# [Kutipan Teks]
Samarinda – Nama Kalimantan Timur (Kaltim) pernah bersinar terang di arena Pekan Olahraga Nasional (PON). Sejak aktif mengikuti PON pada era 1950-an, Kaltim perlahan tumbuh menjadi kekuatan olahraga nasional, terutama pada dekade 1980-an dan 1990-an. Puncak kejayaan tercapai saat menjadi tuan rumah PON 2008 dengan menembus peringkat tiga besar nasional, sebuah capaian yang mampu dipertahankan hingga PON 2016. Namun, dalam dua edisi terakhir, performa tersebut mengalami penurunan signifikan.
Pada PON 2021, Kaltim mulai kehilangan pijakan akibat persiapan yang dinilai kurang matang di tengah situasi pandemi. Tren penurunan itu berlanjut pada PON Aceh–Sumatra Utara, di mana Kaltim harus terpental jauh dari target lima besar nasional. Kondisi ini memicu keprihatinan Forum Atlet dan Pelatih Olahraga Kalimantan Timur, yang menilai perlu adanya evaluasi menyeluruh terhadap tata kelola olahraga prestasi di daerah.

# [Cara Mengerjakan]
Tulis ulang bagian teks tentang prestasi olahraga Kalimantan Timur di PON antara "Pada PON 2021, Kaltim" dan "prestasi di daerah.", termasuk kedua batasnya, dengan mengganti "kurang matang" menjadi "belum memadai". Kerjakan hanya dengan berpedoman pada teks di atas.

# [Materi yang Disediakan]
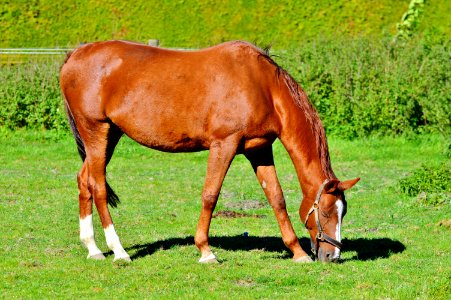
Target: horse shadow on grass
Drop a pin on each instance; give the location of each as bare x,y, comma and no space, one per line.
365,248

# [Hasil Latihan]
Pada PON 2021, Kaltim mulai kehilangan pijakan akibat persiapan yang dinilai belum memadai di tengah situasi pandemi. Tren penurunan itu berlanjut pada PON Aceh–Sumatra Utara, di mana Kaltim harus terpental jauh dari target lima besar nasional. Kondisi ini memicu keprihatinan Forum Atlet dan Pelatih Olahraga Kalimantan Timur, yang menilai perlu adanya evaluasi menyeluruh terhadap tata kelola olahraga prestasi di daerah.